_Exercise set_.
1/ Return the passage of the Paul Mitchell biography from "Paul Mitchell (born" to "multiple hairdressing competitions.", copied word for word.
2/ Resume the Paul Mitchell biography after its last sentence, continuing in the same style.

_Document text_.
+---+

- Born: Cyril Thomson Mitchell January 27, 1936 Carnwath, Scotland
- Died: April 21, 1989 (aged 53) Los Angeles, California, U.S.
- Occupation: Hairstylist
- Known for: Co-founding John Paul Mitchell Systems

= Paul Mitchell (hairdresser) =

Scottish hairstylist (1936–1989)

Paul Mitchell (born Cyril Thomson Mitchell; January 27, 1936 – April 21, 1989) was a Scottish American hairstylist and co-founder of John Paul Mitchell Systems, a company that sells hair care products and, since 2000, also runs hairdressing schools.

==Early life==
Paul Mitchell was born in Carnwath in Scotland. His mother Jenny was the village's first hairdresser. His family moved to London in 1939. He trained as a silversmith before enrolling in the Morris School of Hairdressing at age sixteen. By eighteen he had won multiple hairdressing competitions.

+---+

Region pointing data
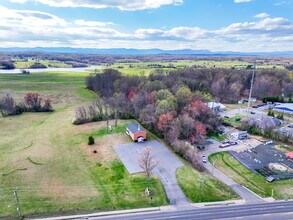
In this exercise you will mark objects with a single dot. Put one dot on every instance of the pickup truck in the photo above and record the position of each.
(224, 145)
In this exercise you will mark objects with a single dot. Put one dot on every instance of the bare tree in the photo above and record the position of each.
(7, 106)
(147, 161)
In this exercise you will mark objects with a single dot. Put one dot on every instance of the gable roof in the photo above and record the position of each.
(134, 128)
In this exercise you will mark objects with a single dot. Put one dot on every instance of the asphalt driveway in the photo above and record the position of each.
(129, 154)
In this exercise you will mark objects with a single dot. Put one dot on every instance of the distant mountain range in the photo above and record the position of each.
(124, 51)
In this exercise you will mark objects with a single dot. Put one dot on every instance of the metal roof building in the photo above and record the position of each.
(286, 107)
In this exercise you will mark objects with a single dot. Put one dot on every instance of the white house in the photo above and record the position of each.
(216, 106)
(286, 107)
(240, 135)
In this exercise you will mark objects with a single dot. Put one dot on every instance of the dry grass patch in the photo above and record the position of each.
(104, 147)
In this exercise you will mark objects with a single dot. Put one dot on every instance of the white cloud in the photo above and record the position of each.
(237, 1)
(23, 28)
(262, 15)
(130, 5)
(33, 18)
(82, 22)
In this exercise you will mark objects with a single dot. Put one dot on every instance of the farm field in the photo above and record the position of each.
(57, 172)
(201, 187)
(145, 68)
(49, 63)
(49, 160)
(282, 189)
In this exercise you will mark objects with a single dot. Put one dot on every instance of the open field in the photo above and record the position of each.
(282, 189)
(201, 187)
(145, 68)
(49, 63)
(48, 159)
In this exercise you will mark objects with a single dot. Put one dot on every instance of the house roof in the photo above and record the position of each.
(290, 154)
(216, 105)
(134, 128)
(262, 121)
(243, 132)
(286, 107)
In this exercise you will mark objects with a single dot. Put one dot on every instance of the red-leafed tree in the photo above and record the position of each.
(130, 95)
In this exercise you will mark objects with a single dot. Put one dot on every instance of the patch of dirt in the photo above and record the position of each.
(96, 125)
(61, 191)
(104, 147)
(286, 191)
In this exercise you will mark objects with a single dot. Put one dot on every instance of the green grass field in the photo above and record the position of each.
(282, 189)
(201, 187)
(48, 159)
(26, 64)
(145, 68)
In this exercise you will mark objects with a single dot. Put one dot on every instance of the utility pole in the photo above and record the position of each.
(200, 182)
(251, 87)
(17, 201)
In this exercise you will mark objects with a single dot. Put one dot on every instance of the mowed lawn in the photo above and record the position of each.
(282, 189)
(202, 187)
(49, 160)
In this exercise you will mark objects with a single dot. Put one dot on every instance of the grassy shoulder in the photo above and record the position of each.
(201, 187)
(49, 160)
(281, 189)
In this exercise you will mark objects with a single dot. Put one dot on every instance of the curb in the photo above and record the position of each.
(101, 214)
(224, 203)
(253, 192)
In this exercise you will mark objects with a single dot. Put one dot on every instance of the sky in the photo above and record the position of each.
(215, 25)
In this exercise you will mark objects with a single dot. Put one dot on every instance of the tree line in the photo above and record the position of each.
(32, 102)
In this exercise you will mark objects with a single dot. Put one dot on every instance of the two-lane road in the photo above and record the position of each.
(273, 210)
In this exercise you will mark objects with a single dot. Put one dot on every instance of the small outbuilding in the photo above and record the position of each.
(241, 135)
(136, 132)
(262, 122)
(286, 107)
(215, 106)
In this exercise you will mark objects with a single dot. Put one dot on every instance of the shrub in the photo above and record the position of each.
(91, 140)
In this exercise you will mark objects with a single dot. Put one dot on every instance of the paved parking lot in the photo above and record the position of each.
(129, 154)
(259, 158)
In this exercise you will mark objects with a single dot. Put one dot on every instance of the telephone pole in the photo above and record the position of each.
(251, 87)
(17, 201)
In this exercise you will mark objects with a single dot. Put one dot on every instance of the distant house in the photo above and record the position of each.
(290, 155)
(241, 135)
(216, 106)
(286, 107)
(136, 132)
(263, 122)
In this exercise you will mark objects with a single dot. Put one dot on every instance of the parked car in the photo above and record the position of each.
(269, 142)
(204, 159)
(200, 147)
(224, 145)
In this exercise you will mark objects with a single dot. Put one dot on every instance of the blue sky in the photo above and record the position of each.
(226, 25)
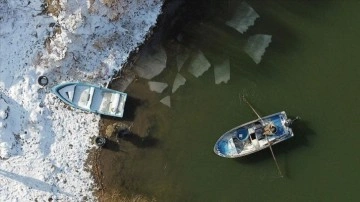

+---+

_Responses to the tasks_.
1/
Paul Mitchell (born Cyril Thomson Mitchell; January 27, 1936 – April 21, 1989) was a Scottish American hairstylist and co-founder of John Paul Mitchell Systems, a company that sells hair care products and, since 2000, also runs hairdressing schools.

==Early life==
Paul Mitchell was born in Carnwath in Scotland. His mother Jenny was the village's first hairdresser. His family moved to London in 1939. He trained as a silversmith before enrolling in the Morris School of Hairdressing at age sixteen. By eighteen he had won multiple hairdressing competitions.

2/
==Career==
After graduating he worked as a hairdresser in London salons, moving to Vidal Sassoon's in Bond Street in the early 1960s. In 1965, Sassoon sent him to New York City to train staff at his first location in the United States. Mitchell left Sassoon's employ in 1967 and headed up Crimpers, a salon within the Henri Bendel flagship store on Fifth Avenue. Its success led to further branches opening in Boston, Chicago, Dallas and Philadelphia. In 1971 he took a break from hairdressing before opening his salon Superhair in New York in 1972. In 1974 he sold Superhair and moved to Hawaii. By the end of the 1970s he demonstrated hairdressing techniques at up to 150 beauty shows per year.

In 1980 he and John Paul DeJoria founded John Paul Mitchell Systems, selling hair care products via hair salons under the Paul Mitchell brand name, marketed as professional quality products for home use. The company thrived and later expanded into hairdressing schools.

In 1985, Mitchell established an awapuhi farm on the Big Island of Hawaii.

==Personal life==
Mitchell married Jolina Zandueta Wyrzykowski, an American fashion model and actress with Polish-Filipina family roots. Their only child, Angus Mitchell, was born in 1970 and died in 2024.

In 1988, Mitchell was diagnosed with pancreatic cancer. He died in 1989 in Cedars Sinai Medical Center. He is buried on his estate on the Big Island of Hawaii. Angus inherited his father's share of John Paul Mitchell Systems & Schools and opened his own salon, AngusM in Beverly Hills, CA.